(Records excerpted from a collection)
┌──

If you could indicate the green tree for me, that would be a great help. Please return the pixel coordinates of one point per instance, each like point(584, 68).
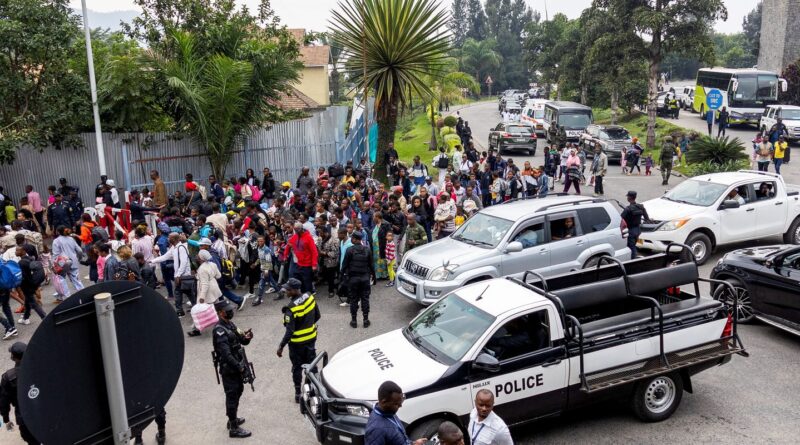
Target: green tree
point(458, 22)
point(480, 58)
point(667, 26)
point(42, 101)
point(397, 56)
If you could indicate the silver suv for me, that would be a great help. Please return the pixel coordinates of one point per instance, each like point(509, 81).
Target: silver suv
point(551, 235)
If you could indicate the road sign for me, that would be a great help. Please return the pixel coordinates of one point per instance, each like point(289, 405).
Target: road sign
point(62, 386)
point(714, 99)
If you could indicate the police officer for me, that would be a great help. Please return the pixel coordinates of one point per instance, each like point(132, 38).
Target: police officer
point(8, 394)
point(300, 318)
point(633, 214)
point(228, 341)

└──

## TASK STATEMENT
Turn every line of the records above into a numbered list. Skip blank lines and leave the picture out.

## EXERCISE RESPONSE
1. If you could indicate the green tree for me, that would be a great help. Please return the pixel coordinates of one point per instance, each like point(584, 68).
2. Target: green tree
3. point(458, 22)
4. point(480, 58)
5. point(667, 26)
6. point(42, 101)
7. point(397, 56)
8. If you could indicate the silver suv for me, that would be a great help. Please return the pixel coordinates of one point per instance, each like point(509, 81).
9. Target: silver suv
10. point(551, 235)
11. If you could indicate the road sign for me, that would be a great help. Please return the pixel coordinates of one point per instance, each like point(289, 405).
12. Target: road sign
13. point(62, 386)
14. point(714, 99)
15. If you could indicate the police officer for me, that would be a great help. Please return the pixel coordinates of one point per instance, each like point(132, 38).
16. Target: police officer
17. point(8, 394)
18. point(300, 318)
19. point(633, 214)
20. point(228, 341)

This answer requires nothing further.